(Object point labels)
§

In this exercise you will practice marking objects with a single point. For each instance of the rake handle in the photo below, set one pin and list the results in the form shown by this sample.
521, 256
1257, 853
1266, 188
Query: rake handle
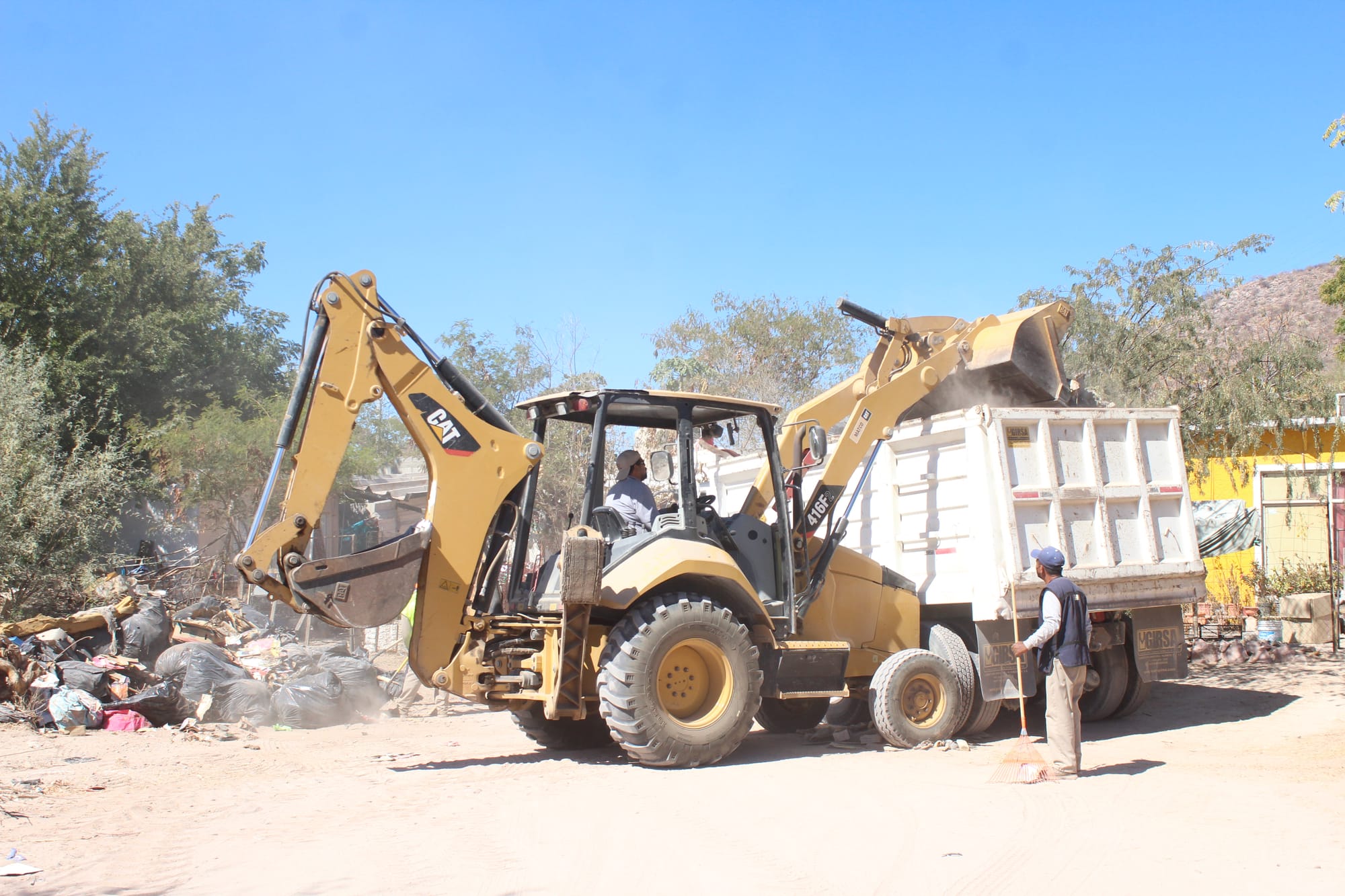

§

Rewrite the listing with every "rake handle" replaced by "shovel handle" and everything else left the same. Leave the picture out.

In this exercise you will practice marking objects with a single point. For each instance of the shovel handle in the photo below, set one pin and list the results in the form shown by this sample.
521, 256
1257, 853
1266, 188
Query: shovel handle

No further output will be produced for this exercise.